▸ Supplied material:
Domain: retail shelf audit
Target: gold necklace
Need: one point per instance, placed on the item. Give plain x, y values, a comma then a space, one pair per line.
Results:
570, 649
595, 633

▸ Description of the task:
Could you give these items as a two-column CSV with the headers "text" and "answer", one row per item, with each value in a single quoted field and line breaks turned into spaces?

▸ Response:
text,answer
"Domain: retail shelf audit Target: gold necklace Need: one point per instance, placed on the item. Give plain x, y values, a comma then a space, one pair per line. Results:","570, 649 595, 633"